Task description:
Answer these from the separator description:
(a) What secures the stator 10 to the underside of the flange 4?
(b) What is inserted into the pair of opposed grooves formed in the sleeve 13 and the support member 18?
(c) What keeps the rotor assembly in its axial position on the sleeve 13?

Source extract:

--------------------

A separator is installed at the upper portion of the grinding vessel 1 as shown in FIGS. 1 and 2. The separator comprises a stationary stator assembly and a rotatable rotor assembly. The stator assembly comprises the flange 4 which is provided with a central opening, and an annular, ring-shaped stator 10 removably secured to the underside of the flange 4 by fastening bolts 11.
The rotor assembly comprises a support member 18 which is removably secured to the rotary shaft 8 to undergo rotation therewith by means of a key-and-groove connection. The key-and-groove connection comprises a sleeve 13 releasably connected to the rotary shaft 8 to rotate therewith (as described hereinafter), and a key 19 inserted into a pair of opposed grooves formed in the sleeve 13 and the support member 18. In this manner, the rotation of the rotary shaft 8 is transmitted through the keyed connection to the support member 18. An annular recess 18a is formed around the periphery of the support member 18, and a disc-shaped rotor 20 of generally circular shape is mounted in the recess 18a and extends radially outwardly of the support member 18. A back plate 21 is provided on the underside of the support member 18 and engages with the underside of the rotor 20 to secure the rotor to the support member 18. A set of fastening bolts 18b are used to fasten together the support member 18, the rotor 20 and the back plate 21 to thereby define the rotor assembly. A threaded nut 22 is threaded onto the lower end of the sleeve 13 in order to maintain the axial position of the rotor assembly on the sleeve 13.

--------------------

Data provided:
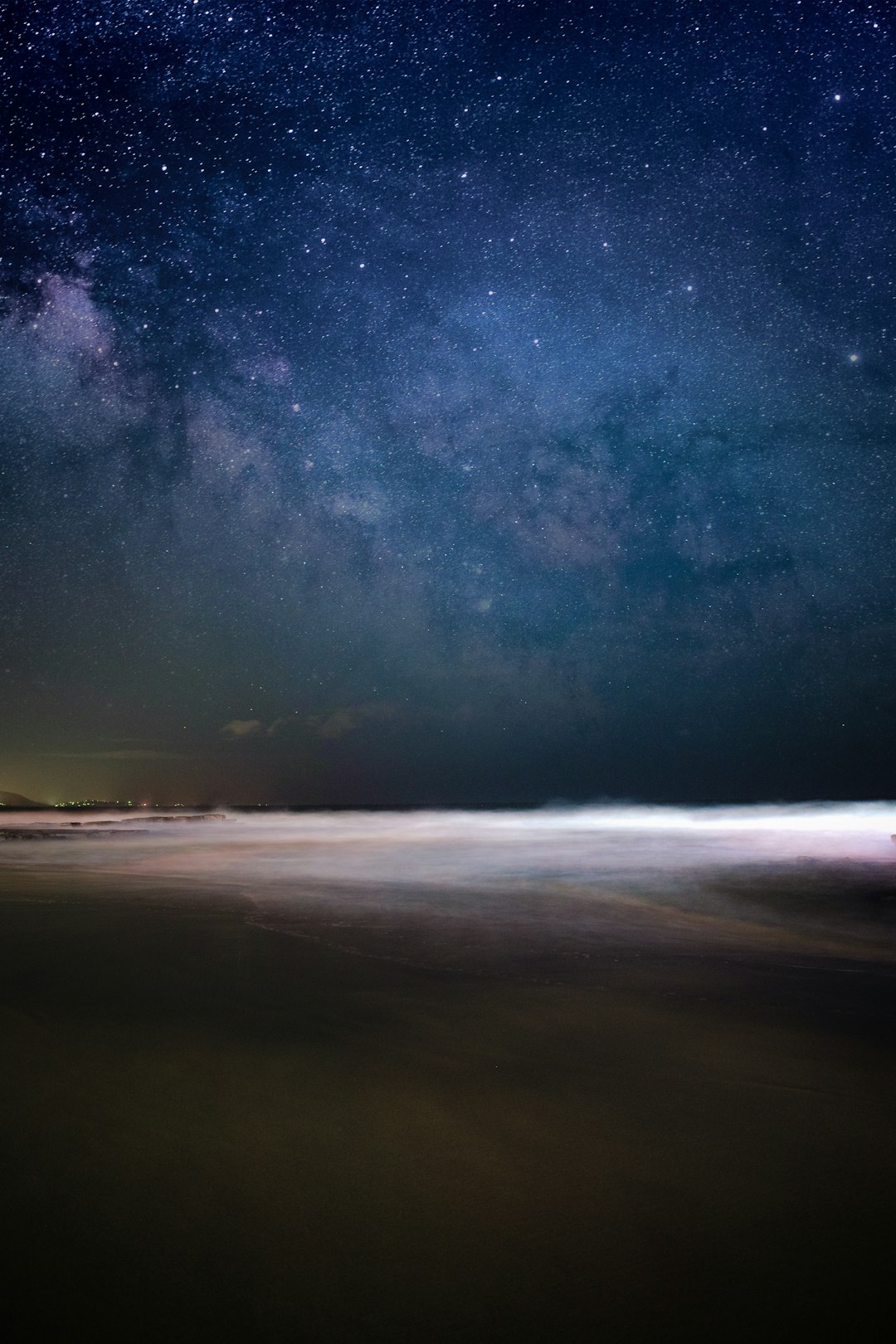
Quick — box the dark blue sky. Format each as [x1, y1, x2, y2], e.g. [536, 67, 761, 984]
[0, 0, 896, 804]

--------------------

Answer for this exercise:
(a) Fastening bolts 11.
(b) A key 19.
(c) A threaded nut 22, threaded onto the lower end of the sleeve 13.